WORK TO BE COMPLETED
Return every line of the listing below without any change, leaving out the pictures.

* BEGIN INPUT ROWS *

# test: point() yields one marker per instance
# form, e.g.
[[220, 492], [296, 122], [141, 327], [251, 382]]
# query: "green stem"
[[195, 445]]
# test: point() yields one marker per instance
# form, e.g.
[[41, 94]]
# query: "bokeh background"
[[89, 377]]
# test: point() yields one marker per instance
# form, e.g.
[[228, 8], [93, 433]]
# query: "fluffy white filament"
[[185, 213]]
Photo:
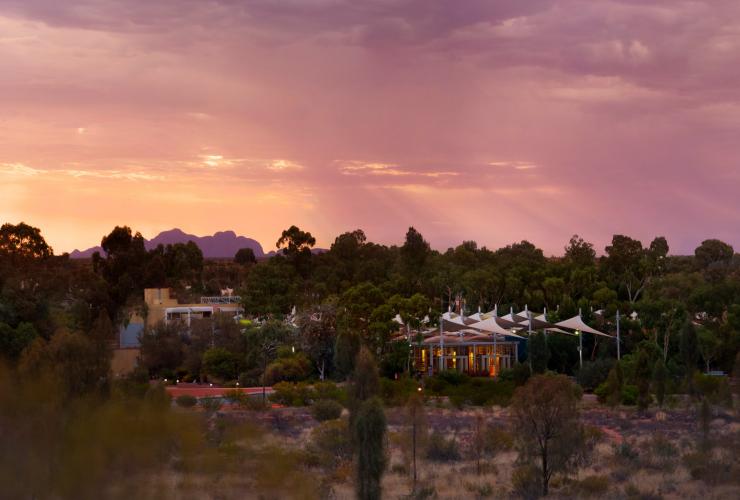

* END INPUT ROWS *

WRITTEN RESPONSE
# test: point() yields one marker per instance
# form, e.g.
[[220, 492], [296, 122], [141, 327], [251, 382]]
# query: "green stem"
[[195, 445]]
# test: point() yields one marker per instance
# form, e.g.
[[41, 94]]
# query: "bokeh background"
[[89, 377]]
# test: point() yields one marker per instance
# form, e.g.
[[228, 8], [93, 433]]
# query: "fluffy white filament"
[[185, 213]]
Photo:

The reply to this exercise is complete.